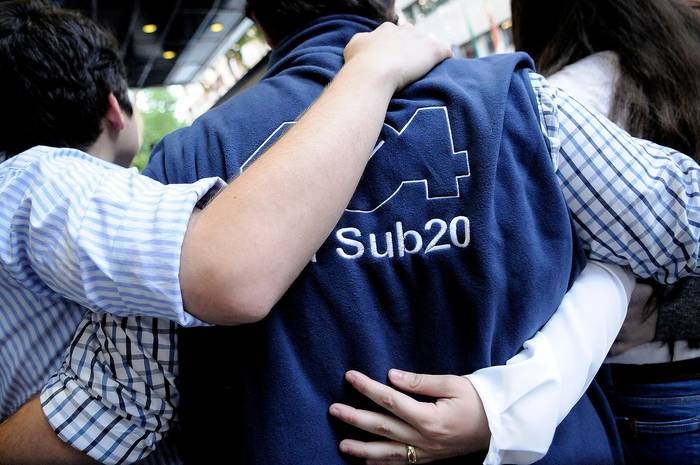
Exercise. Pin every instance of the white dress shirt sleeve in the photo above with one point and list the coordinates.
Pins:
(526, 399)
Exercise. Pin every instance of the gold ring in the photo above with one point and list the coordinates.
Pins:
(411, 455)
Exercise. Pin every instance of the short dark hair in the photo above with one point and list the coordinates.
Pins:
(281, 18)
(57, 69)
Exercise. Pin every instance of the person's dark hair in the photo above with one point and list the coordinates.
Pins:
(281, 18)
(658, 45)
(57, 69)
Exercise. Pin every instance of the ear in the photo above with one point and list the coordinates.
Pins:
(114, 116)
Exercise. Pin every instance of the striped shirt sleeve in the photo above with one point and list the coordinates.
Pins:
(634, 203)
(102, 236)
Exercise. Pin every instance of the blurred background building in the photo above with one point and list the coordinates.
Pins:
(185, 56)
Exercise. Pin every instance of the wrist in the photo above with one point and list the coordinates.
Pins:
(381, 78)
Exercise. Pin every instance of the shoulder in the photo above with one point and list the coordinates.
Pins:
(591, 80)
(48, 158)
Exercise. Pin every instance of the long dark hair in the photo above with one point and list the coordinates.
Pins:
(280, 18)
(658, 44)
(57, 69)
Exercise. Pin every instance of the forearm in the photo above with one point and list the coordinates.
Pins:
(26, 439)
(267, 236)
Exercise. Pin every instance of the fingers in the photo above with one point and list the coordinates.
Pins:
(376, 423)
(408, 409)
(379, 452)
(439, 386)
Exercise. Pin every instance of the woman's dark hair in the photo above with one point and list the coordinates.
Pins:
(281, 18)
(658, 45)
(57, 69)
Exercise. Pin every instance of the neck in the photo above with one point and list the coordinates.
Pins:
(103, 148)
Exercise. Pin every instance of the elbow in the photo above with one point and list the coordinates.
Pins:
(229, 302)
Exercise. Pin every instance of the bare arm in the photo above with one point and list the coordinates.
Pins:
(27, 439)
(246, 248)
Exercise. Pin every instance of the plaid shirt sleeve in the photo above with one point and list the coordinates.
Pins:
(634, 203)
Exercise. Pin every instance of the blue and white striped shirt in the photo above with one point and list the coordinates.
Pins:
(634, 203)
(77, 233)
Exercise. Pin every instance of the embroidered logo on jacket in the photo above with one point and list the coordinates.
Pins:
(420, 154)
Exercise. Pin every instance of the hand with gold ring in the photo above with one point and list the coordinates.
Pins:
(411, 456)
(417, 432)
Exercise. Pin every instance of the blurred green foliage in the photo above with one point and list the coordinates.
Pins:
(158, 113)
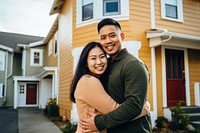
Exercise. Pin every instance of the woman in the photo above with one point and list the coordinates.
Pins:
(87, 90)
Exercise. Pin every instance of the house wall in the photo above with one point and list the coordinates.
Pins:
(65, 58)
(159, 81)
(33, 70)
(194, 71)
(191, 19)
(51, 60)
(17, 62)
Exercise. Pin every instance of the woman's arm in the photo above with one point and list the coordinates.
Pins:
(93, 93)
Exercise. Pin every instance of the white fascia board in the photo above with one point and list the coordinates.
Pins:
(25, 78)
(38, 43)
(6, 48)
(184, 36)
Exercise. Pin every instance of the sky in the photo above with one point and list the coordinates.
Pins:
(29, 17)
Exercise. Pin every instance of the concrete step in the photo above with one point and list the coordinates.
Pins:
(196, 124)
(191, 109)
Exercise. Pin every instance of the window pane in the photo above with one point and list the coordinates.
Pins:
(87, 12)
(171, 11)
(36, 57)
(111, 7)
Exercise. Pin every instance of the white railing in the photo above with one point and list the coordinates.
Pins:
(197, 93)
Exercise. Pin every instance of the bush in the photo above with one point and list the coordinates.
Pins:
(52, 108)
(179, 120)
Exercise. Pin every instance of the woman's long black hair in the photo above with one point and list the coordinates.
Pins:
(82, 68)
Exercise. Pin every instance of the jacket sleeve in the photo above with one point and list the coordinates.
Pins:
(94, 94)
(135, 78)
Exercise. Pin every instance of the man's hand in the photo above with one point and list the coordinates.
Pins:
(88, 124)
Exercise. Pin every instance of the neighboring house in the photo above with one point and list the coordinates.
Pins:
(29, 76)
(165, 34)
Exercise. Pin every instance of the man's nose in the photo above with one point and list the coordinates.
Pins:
(108, 39)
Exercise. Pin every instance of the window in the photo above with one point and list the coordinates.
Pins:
(1, 90)
(92, 11)
(87, 9)
(2, 61)
(56, 43)
(50, 47)
(111, 7)
(21, 89)
(172, 10)
(36, 57)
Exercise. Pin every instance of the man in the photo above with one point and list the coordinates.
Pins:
(127, 84)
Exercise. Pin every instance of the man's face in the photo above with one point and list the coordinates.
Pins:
(111, 39)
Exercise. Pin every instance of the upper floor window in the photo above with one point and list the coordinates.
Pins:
(50, 47)
(1, 90)
(111, 7)
(87, 10)
(36, 57)
(2, 61)
(92, 11)
(56, 43)
(172, 10)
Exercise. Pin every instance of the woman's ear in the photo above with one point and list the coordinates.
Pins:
(122, 36)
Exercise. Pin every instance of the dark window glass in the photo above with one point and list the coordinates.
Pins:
(171, 11)
(87, 11)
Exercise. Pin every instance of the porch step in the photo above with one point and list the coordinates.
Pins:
(194, 113)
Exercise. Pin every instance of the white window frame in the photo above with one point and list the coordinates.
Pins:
(98, 12)
(179, 11)
(1, 90)
(40, 57)
(2, 61)
(50, 48)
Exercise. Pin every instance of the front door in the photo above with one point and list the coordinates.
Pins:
(175, 76)
(31, 94)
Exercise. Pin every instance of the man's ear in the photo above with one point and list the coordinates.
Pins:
(122, 36)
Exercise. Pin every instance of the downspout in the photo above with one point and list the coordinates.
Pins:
(7, 76)
(153, 61)
(11, 66)
(5, 84)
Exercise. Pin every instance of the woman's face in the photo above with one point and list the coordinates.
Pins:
(97, 61)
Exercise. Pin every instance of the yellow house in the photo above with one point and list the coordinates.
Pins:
(165, 34)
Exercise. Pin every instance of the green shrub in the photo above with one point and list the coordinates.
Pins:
(179, 120)
(52, 108)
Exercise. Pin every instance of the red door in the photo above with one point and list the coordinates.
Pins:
(175, 76)
(31, 94)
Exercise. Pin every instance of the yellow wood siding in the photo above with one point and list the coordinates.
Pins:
(51, 60)
(65, 58)
(194, 71)
(191, 19)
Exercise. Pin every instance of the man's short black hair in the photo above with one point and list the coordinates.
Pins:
(107, 21)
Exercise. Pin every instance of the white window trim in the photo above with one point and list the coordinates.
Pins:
(98, 12)
(1, 90)
(50, 48)
(40, 58)
(180, 11)
(2, 57)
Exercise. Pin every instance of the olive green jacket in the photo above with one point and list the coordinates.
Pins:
(127, 85)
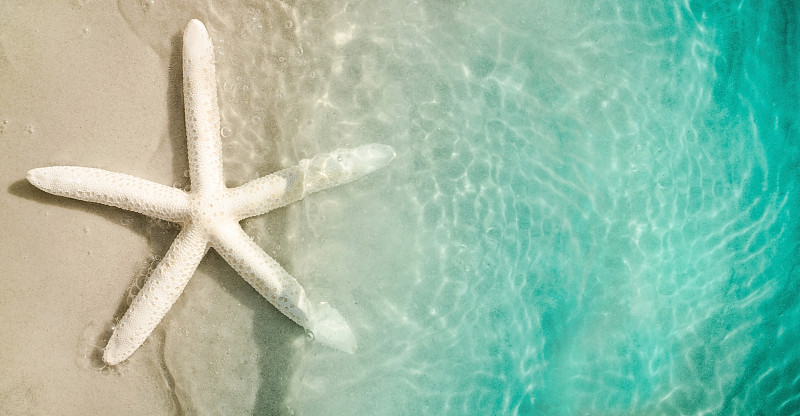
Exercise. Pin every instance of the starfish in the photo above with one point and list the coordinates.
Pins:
(209, 214)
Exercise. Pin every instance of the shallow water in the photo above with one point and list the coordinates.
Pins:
(593, 210)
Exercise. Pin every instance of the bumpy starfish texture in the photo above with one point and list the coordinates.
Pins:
(209, 214)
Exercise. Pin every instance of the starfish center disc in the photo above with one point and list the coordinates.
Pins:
(208, 211)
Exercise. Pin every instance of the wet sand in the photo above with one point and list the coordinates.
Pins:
(80, 88)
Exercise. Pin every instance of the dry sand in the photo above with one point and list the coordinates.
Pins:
(78, 87)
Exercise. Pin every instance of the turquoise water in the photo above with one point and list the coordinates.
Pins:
(594, 208)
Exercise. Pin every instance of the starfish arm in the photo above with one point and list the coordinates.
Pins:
(311, 175)
(157, 296)
(202, 110)
(276, 285)
(114, 189)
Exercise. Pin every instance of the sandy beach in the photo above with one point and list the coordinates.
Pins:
(79, 87)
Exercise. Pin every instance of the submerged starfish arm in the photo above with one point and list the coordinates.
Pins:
(157, 295)
(321, 172)
(276, 285)
(114, 189)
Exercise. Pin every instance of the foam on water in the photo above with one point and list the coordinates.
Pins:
(593, 209)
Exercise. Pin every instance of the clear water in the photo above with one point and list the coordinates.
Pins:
(594, 208)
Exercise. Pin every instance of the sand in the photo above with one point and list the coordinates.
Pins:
(79, 87)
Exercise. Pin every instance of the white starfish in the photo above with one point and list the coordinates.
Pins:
(209, 215)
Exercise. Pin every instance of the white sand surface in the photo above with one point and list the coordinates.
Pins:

+ + +

▶ **Instructions to follow**
Pick out every line above that contains the word "step" and copy it.

▶ **Answer box**
Exercise. Pin every instance of the concrete step in the photo above with one point and list the coordinates.
Exercise. Pin every instance of the porch step in the photo above with one point and list the coordinates.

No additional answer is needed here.